:: WORK REQUIRED ::
Lay out every one of the rows below as a Markdown table with two columns, No. and Line: give each row its number and its text, and leave out any blank lines.

* BEGIN PROVIDED ENTRIES *

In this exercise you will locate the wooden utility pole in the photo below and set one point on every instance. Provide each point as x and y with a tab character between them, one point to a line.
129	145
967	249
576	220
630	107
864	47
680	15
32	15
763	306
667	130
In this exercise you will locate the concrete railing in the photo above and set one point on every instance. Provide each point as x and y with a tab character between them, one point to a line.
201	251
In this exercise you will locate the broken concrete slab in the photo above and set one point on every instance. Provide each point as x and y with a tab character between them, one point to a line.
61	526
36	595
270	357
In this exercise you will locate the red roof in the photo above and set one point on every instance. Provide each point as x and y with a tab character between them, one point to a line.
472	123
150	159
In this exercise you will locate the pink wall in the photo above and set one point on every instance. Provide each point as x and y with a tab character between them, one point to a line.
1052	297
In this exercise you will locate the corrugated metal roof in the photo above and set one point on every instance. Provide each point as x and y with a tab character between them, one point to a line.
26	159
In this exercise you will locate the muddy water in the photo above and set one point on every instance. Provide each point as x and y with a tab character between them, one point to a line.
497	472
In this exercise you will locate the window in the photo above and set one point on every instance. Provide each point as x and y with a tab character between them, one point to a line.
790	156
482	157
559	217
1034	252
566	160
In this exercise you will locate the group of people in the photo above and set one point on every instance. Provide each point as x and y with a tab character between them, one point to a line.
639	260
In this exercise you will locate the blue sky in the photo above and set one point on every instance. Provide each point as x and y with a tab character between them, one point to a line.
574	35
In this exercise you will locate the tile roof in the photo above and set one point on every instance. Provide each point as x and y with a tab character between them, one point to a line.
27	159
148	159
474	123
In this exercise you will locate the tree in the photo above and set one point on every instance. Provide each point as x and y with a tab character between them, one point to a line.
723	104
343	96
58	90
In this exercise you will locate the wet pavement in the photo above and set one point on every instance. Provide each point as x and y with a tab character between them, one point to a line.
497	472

* END PROVIDED ENTRIES *

:: ANSWER TO THE PROBLEM ::
| No. | Line |
|---|---|
| 1 | In this exercise you will locate the wooden utility pole in the photo below and set one point on every instance. Provide each point as x and y with a tab character between them, one point to a line. |
| 2 | 129	145 |
| 3 | 967	249 |
| 4 | 576	220 |
| 5 | 630	107 |
| 6 | 864	47 |
| 7 | 680	15 |
| 8 | 32	15 |
| 9 | 763	306 |
| 10 | 667	130 |
| 11 | In this exercise you will locate the concrete railing in the photo above and set one point on every instance. Provide each point as x and y with a tab character between them, one point to a line. |
| 12 | 201	251 |
| 13 | In this exercise you will locate the broken concrete slab in the photo above and set one point on every instance. Provide each point as x and y with a tab character between them, one point to a line. |
| 14 | 61	526 |
| 15 | 36	595 |
| 16 | 270	357 |
| 17 | In this exercise you will locate the red roof in the photo above and set one point on every instance. Provide each point as x and y with a tab character between them, one point to a line. |
| 18 | 472	123 |
| 19 | 150	159 |
| 20 | In this exercise you will locate the pink wall in the photo above and set one point on every instance. Provide each point as x and y with a tab character between them, one point to a line. |
| 21 | 1052	297 |
| 22 | In this exercise you will locate the corrugated metal roof in the photo above and set one point on every instance. Provide each point as x and y with a tab character between them, one point to a line. |
| 23 | 26	159 |
| 24 | In this exercise you will locate the muddy water in the photo above and set one point on every instance. Provide each point as x and y with a tab character between them, one point to a line. |
| 25 | 497	472 |
| 26 | In this exercise you will locate the window in the photo above and set one point on every instance. Provide each point as x and y with a tab character between them, one point to a line. |
| 27 | 790	156 |
| 28 | 482	157 |
| 29 | 559	217 |
| 30 | 1034	252 |
| 31 | 566	160 |
| 32 | In this exercise you will locate the group of people in the photo above and set one point on every instance. Provide each point as x and y with a tab character between them, one point to a line. |
| 33 | 639	260 |
| 34 | In this exercise you will locate the blue sky in the photo above and set one point on every instance. Provide each point as x and y with a tab character between them, one point to a line. |
| 35 | 574	35 |
| 36 | In this exercise you will locate the tile roof in the photo above and set one point on every instance. Provide each point as x and y with a tab character between them, one point to a line. |
| 37 | 27	159 |
| 38 | 148	159 |
| 39 | 474	123 |
| 40 | In this exercise you will locate the tree in the photo above and set one point on every instance. Provide each point as x and y with a tab character between them, one point to a line. |
| 41 | 723	104 |
| 42 | 343	96 |
| 43 | 58	90 |
| 44 | In this exercise you will locate the wet pavement in the photo above and set one point on every instance. Provide each point as x and y with a tab character between them, one point to a line. |
| 45 | 497	472 |